Data section ▸
****************************************

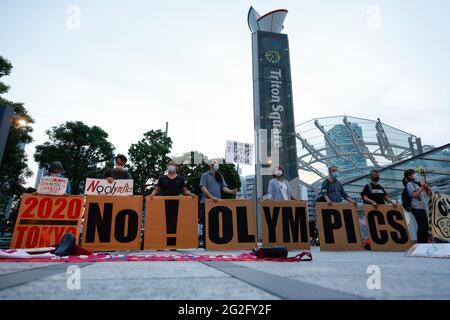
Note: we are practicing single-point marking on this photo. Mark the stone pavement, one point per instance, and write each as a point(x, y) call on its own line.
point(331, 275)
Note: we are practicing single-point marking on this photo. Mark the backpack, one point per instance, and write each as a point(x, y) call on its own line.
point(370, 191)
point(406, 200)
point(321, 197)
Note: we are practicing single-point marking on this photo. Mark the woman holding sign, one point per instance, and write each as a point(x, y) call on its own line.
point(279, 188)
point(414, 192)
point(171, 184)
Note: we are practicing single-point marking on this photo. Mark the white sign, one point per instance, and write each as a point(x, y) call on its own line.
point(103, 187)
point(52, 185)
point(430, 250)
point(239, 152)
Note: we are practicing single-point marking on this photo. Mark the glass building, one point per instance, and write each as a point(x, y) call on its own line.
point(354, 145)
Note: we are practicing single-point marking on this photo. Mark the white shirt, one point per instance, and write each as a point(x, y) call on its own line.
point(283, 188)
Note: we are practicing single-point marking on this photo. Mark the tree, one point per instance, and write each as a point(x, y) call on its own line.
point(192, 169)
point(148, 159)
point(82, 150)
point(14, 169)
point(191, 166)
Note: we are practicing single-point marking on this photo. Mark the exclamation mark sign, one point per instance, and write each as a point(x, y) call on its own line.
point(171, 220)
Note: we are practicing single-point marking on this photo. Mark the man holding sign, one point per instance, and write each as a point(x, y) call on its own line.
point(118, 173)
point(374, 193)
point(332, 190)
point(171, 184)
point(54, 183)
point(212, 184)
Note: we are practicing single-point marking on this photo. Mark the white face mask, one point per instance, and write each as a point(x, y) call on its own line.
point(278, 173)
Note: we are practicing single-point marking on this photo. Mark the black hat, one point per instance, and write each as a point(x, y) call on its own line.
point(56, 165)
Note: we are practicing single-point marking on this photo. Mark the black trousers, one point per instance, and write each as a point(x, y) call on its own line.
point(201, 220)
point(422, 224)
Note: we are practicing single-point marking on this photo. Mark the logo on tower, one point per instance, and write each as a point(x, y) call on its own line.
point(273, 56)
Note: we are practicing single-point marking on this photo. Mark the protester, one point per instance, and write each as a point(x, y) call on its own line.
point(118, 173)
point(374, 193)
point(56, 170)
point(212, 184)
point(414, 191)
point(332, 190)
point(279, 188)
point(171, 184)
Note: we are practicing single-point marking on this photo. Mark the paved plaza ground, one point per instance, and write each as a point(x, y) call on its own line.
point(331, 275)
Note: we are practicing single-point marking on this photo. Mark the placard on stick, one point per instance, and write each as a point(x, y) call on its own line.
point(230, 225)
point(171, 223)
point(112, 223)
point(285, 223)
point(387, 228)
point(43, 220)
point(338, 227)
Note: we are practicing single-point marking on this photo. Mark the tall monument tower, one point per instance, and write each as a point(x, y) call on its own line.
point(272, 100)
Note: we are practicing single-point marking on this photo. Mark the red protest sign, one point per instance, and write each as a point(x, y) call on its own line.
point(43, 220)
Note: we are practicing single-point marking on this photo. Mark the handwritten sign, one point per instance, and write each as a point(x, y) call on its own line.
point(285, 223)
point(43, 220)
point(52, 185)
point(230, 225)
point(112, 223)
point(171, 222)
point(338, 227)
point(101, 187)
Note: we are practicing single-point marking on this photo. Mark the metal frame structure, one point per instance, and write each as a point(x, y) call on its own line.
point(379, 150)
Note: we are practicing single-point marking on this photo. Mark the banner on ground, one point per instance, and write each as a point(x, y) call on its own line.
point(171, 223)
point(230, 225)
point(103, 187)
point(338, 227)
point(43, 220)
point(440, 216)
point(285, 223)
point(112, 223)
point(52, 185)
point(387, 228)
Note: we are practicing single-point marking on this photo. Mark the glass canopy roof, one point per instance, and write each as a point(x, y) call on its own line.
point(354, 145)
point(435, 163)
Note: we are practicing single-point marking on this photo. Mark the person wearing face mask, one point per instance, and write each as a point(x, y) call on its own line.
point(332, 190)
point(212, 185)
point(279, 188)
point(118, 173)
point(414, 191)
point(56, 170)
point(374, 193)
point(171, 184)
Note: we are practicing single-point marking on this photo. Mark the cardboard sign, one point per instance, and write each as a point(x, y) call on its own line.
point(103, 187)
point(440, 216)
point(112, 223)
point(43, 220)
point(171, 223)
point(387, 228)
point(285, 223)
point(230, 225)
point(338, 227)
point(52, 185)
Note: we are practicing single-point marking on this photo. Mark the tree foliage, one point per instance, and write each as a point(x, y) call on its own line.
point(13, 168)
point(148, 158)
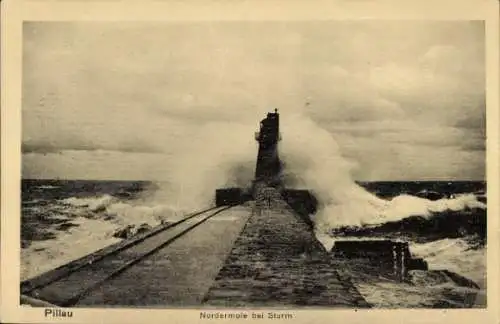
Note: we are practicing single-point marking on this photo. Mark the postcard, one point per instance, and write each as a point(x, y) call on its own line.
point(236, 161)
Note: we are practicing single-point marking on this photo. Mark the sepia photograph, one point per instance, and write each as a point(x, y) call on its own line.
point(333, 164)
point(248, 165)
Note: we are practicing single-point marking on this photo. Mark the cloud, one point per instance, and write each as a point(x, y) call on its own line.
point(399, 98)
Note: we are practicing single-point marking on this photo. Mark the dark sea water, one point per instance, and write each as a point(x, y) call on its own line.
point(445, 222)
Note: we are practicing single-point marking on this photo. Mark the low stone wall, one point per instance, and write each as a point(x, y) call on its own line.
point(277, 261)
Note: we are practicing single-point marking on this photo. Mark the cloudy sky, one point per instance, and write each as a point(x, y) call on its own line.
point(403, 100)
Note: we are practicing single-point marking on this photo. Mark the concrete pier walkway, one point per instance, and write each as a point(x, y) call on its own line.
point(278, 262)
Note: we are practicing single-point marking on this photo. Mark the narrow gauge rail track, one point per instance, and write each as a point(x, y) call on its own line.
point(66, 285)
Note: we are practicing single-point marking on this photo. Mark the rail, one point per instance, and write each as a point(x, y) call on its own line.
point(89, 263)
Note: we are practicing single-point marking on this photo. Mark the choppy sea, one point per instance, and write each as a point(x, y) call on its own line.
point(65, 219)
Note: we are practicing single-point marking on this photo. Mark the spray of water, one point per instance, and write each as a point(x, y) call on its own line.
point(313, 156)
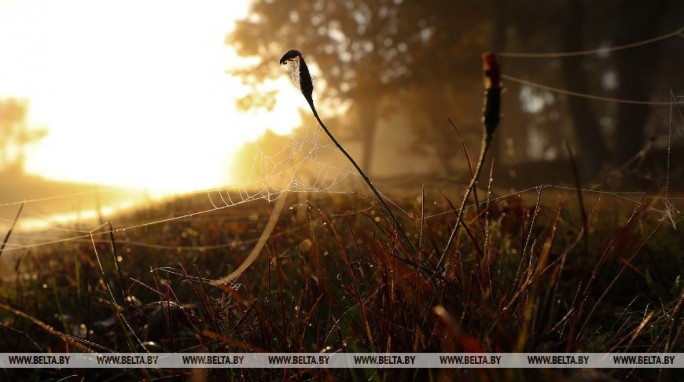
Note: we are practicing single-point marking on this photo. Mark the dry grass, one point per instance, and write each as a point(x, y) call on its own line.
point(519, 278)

****************************************

Reproduce every item above word for word, leaving out the pictures.

The response ▸
Note: we are practicing single-point marking on this photo. Mark the stone pavement, one point per instance, and write each as a point(x, y) call on its own line.
point(331, 275)
Note: we are practicing single-point marking on this photo. Mark the backpack, one point per instance, and write each as a point(x, y) call on its own line.
point(370, 191)
point(406, 200)
point(321, 197)
Note: we are practicing single-point marking on this photo. Mark the woman holding sign, one point per instance, and write each as a point(x, y) call on its own line.
point(279, 188)
point(414, 192)
point(171, 184)
Note: we are practicing single-point marking on this photo. Mark the white sign, one point per instance, and write each as a point(x, y) call on its own line.
point(103, 187)
point(52, 185)
point(430, 250)
point(239, 152)
Note: we are practicing single-point marking on this photo. Mark the glass building, one point per instance, and write each as a point(x, y) call on its own line.
point(354, 145)
Note: we are practicing single-point marking on this photo. Mark the white shirt, one point per instance, and write each as a point(x, y) call on its own line.
point(283, 188)
Note: we are practicing single-point marking on this photo. Mark the tree, one point per instance, and write each as a point(x, y) call on its own line.
point(192, 169)
point(148, 159)
point(82, 150)
point(14, 169)
point(191, 166)
Note: we are practicing single-point marking on this photo. Mark the exclamation mark sign, one point per instance, and write each as a point(x, y) call on its own line.
point(171, 220)
Note: we are practicing single-point marking on this photo. Mark the man holding sign, one point per instance, and write each as a point(x, y) call on its own line.
point(118, 173)
point(374, 193)
point(332, 190)
point(171, 184)
point(54, 183)
point(212, 184)
Note: we are practicing single-point marking on this photo. Mark the white face mask, one point per instance, and write each as a point(x, y) call on its own line.
point(278, 173)
Note: we are practicing single-point marking on this photo. Mark the black hat, one point per instance, and write each as a point(x, y) call on its own line.
point(56, 165)
Note: we are practicing single-point marking on this photo. Mark the black trousers, one point per instance, and write each as a point(x, y) call on its own line.
point(201, 220)
point(422, 224)
Note: we are practicing single-point marking on this photo. Mark the logo on tower, one point per instance, and write each as a point(x, y) call on its own line.
point(273, 56)
Note: we are practicing single-point marking on this photo. Mark the protester, one point per instance, and write each as a point(x, y) call on its own line.
point(118, 173)
point(374, 193)
point(56, 170)
point(212, 184)
point(414, 191)
point(332, 190)
point(279, 188)
point(171, 184)
Note: we are practicing single-point marking on this photo. Mark the paved plaza ground, one point per instance, and write each as a point(x, y) call on its own line.
point(331, 275)
Note: we are practicing single-point marking on this photo. Mark the placard on stick, one point per instance, and write each as a point(x, y) call on its own line.
point(230, 225)
point(171, 223)
point(112, 223)
point(285, 223)
point(387, 228)
point(43, 220)
point(338, 227)
Note: we are practicing single-point marking on this photo. Mark the tall monument tower, one point per instance, and write each as a point(x, y) call on its own line.
point(272, 100)
Note: we are practicing single-point marking on this photo. Mark the red protest sign, one point per instance, and write each as a point(x, y) call on its own line.
point(43, 220)
Note: we are practicing single-point marking on this photo. Mark the handwritten sign, one point per instance, and write each as a point(x, y) call on its own line.
point(285, 223)
point(43, 220)
point(52, 185)
point(230, 225)
point(112, 223)
point(171, 222)
point(338, 227)
point(101, 187)
Note: we are practicing single-point marking on this photo. Mark the metal frame structure, one point per instance, and write each as a point(x, y) call on its own line.
point(379, 150)
Note: we are practicing single-point marking on this photo. Mark the banner on ground, one point per instance, and write each as a point(x, y) call on its own line.
point(171, 223)
point(230, 225)
point(103, 187)
point(338, 227)
point(43, 220)
point(440, 216)
point(285, 223)
point(112, 223)
point(52, 185)
point(387, 228)
Note: we are practicing single-point marking on this photo. Mark the glass canopy roof, one point per instance, and write each as a point(x, y) call on its own line.
point(354, 145)
point(435, 163)
Note: we are practicing single-point marking on this photo. Mark the person wearing face mask, one point per instance, and write each as a point(x, y) call on its own line.
point(332, 190)
point(212, 185)
point(279, 188)
point(118, 173)
point(414, 191)
point(56, 170)
point(374, 193)
point(171, 184)
Note: we are practicing single-point marking on this photo. Mark the cardboard sign, one point per instance, and write each as a point(x, y) call on its own line.
point(103, 187)
point(440, 216)
point(112, 223)
point(43, 220)
point(171, 223)
point(387, 228)
point(285, 223)
point(230, 225)
point(338, 227)
point(52, 185)
Note: we are practicing single-point marking on this photo. Mark the tree foliage, one point per instance, and write each as a point(x, y) call on its own line.
point(13, 168)
point(148, 158)
Note: we are practicing single-point marking on this photo. Mark the postcard, one point per instance, and write each as a point(x, y) call on its own line.
point(236, 161)
Note: we are practicing single-point marking on this photo. Mark the sepia photograph, one point per instance, and write each as a point(x, y) call on its own line.
point(333, 164)
point(248, 165)
Note: we are practicing single-point marking on this photo. Mark the cloud, one point per instance, and write each as a point(x, y) call on its own line.
point(399, 98)
Note: we are practicing single-point marking on this photo. Mark the dark sea water, one point per instance, and write each as a point(x, y) call on its own line.
point(445, 222)
Note: we are practicing single-point marking on this photo. Mark the low stone wall, one point per instance, and write each as a point(x, y) call on its own line.
point(277, 261)
Note: we are practicing single-point marking on this photo. Mark the cloudy sky, one point per instance, and write each as a point(x, y) call on its own line.
point(403, 100)
Note: we are practicing single-point marking on this photo. Mark the concrete pier walkway, one point per instance, and write each as a point(x, y) call on its own line.
point(278, 262)
Note: we are practicing single-point marking on this photo. Mark the narrow gauge rail track, one point per instance, and write each as a point(x, y) call on its own line.
point(66, 285)
Note: we are practicing single-point marking on this photo. Mark the rail, one point per instance, and write each as a point(x, y) call on its own line.
point(89, 263)
Note: we are practicing single-point marking on this photo. Mark the choppy sea, one point per instance, and write each as a point(x, y) call on its own line.
point(65, 219)
Note: we are practicing single-point marking on this photo. Mark the spray of water, one point per instance, and write each as a point(x, y) call on its own line.
point(313, 156)
Note: we are practicing single-point marking on this photo. Mark the dry grass, one point per instance, and write each as a point(x, y) call on its own line.
point(519, 278)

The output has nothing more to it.